_EXERCISE DETAILS_
Filter the listing below and copy out each line that contains the string "positive".

(Stored records)

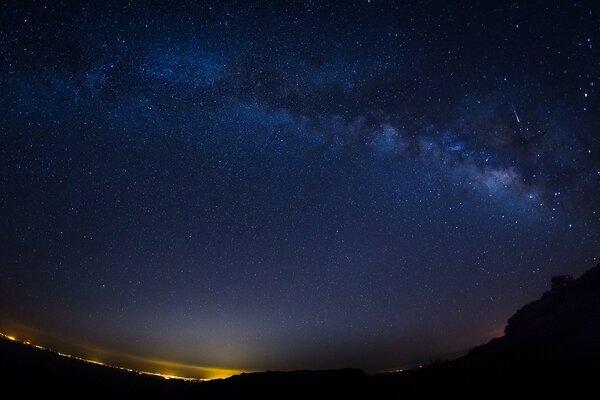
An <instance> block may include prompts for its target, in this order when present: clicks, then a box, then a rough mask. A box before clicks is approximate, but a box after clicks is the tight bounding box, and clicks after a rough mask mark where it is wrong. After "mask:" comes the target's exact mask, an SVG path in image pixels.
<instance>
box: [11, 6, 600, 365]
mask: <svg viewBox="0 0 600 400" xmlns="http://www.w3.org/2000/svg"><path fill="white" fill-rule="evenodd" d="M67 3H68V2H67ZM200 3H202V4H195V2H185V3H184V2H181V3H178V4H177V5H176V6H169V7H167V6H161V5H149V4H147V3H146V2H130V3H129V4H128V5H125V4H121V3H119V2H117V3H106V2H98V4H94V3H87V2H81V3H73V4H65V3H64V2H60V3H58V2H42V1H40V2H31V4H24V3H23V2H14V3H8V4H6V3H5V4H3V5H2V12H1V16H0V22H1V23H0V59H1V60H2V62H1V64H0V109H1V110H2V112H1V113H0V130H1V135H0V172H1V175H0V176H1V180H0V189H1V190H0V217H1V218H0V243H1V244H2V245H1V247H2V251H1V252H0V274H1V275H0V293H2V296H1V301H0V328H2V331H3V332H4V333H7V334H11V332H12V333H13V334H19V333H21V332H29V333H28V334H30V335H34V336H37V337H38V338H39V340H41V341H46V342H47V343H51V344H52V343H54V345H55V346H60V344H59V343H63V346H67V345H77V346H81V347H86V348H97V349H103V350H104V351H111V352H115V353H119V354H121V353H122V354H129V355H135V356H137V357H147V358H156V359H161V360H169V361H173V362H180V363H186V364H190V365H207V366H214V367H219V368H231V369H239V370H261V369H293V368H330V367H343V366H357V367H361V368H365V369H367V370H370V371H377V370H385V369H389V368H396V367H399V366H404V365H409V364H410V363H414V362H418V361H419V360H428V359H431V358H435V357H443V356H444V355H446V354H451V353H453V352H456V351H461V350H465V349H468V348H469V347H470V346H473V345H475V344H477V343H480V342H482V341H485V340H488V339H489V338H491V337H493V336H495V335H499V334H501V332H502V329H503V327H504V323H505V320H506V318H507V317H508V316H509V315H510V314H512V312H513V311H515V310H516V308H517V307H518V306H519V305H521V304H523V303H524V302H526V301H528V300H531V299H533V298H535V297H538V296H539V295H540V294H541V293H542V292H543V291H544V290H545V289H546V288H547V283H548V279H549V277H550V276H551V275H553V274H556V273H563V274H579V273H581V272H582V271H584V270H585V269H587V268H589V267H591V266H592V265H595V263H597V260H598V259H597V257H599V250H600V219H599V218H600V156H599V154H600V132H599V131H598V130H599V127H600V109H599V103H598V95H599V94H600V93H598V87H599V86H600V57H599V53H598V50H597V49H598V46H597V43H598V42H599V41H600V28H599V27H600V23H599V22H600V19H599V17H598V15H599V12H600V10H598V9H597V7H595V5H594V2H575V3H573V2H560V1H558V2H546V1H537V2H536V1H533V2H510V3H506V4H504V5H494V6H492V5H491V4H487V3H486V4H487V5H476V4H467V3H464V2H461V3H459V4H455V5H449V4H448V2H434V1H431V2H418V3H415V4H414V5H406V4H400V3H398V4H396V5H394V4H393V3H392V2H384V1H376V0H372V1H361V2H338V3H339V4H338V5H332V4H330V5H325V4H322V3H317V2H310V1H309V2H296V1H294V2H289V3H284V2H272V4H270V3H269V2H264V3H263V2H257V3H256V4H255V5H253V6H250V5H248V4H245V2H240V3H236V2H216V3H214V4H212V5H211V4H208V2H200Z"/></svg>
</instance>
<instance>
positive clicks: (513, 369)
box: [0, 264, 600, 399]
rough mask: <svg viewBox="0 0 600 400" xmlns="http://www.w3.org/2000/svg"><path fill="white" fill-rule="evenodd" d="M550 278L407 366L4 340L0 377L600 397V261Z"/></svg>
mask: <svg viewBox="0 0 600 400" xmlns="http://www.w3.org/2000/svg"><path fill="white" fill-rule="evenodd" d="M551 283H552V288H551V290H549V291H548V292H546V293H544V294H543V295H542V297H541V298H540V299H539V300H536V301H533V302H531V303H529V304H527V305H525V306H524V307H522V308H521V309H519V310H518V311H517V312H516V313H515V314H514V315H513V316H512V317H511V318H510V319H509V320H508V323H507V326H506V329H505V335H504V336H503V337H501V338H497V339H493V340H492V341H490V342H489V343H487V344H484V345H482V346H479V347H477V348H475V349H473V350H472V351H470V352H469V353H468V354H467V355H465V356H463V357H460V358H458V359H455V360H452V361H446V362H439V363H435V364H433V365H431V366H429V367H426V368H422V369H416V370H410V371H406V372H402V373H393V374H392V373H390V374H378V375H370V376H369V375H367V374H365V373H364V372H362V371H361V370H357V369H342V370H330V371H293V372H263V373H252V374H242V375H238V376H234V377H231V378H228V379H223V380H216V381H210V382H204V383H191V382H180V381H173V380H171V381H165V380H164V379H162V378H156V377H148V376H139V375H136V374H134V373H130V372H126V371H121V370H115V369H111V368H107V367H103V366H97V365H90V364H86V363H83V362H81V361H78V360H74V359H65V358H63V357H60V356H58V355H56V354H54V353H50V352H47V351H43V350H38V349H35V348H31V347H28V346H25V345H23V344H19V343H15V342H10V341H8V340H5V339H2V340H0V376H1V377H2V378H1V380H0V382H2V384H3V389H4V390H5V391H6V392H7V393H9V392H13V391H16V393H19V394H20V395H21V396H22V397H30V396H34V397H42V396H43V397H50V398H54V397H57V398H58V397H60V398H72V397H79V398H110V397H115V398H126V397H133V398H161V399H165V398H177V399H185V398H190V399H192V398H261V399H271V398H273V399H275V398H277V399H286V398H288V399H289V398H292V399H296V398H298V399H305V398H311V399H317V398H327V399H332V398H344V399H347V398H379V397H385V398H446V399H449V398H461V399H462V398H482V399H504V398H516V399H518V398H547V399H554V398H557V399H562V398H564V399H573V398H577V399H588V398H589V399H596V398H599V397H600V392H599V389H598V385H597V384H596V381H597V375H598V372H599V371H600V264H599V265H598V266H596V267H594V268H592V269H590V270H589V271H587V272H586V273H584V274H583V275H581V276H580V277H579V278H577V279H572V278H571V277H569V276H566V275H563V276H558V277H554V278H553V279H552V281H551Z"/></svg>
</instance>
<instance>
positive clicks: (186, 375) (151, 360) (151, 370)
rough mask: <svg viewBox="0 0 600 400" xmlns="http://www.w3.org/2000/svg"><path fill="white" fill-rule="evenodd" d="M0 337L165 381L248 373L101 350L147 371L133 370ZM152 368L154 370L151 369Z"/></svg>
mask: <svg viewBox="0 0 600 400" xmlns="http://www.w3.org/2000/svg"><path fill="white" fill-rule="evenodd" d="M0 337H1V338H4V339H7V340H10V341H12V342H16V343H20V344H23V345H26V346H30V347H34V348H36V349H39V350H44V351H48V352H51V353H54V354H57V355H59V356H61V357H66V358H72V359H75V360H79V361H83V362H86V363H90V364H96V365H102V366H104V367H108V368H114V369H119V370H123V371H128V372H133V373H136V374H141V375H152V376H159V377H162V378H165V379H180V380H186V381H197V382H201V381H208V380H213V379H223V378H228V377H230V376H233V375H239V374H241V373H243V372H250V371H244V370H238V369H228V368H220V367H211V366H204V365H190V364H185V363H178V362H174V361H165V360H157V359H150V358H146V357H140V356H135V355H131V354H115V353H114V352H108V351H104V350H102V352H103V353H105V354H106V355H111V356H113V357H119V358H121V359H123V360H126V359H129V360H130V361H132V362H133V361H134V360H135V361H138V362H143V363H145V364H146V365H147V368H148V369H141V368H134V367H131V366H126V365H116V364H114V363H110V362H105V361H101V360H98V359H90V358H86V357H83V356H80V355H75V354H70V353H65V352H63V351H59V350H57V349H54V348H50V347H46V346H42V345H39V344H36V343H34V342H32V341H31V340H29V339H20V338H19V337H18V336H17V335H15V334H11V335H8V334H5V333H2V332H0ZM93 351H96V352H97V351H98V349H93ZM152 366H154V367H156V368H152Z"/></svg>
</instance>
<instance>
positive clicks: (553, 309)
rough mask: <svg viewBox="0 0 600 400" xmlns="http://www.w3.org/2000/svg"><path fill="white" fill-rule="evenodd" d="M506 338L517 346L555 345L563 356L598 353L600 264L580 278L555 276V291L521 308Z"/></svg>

_RESPONSE_
positive clicks: (513, 369)
positive clicks: (186, 375) (151, 360) (151, 370)
positive clicks: (553, 309)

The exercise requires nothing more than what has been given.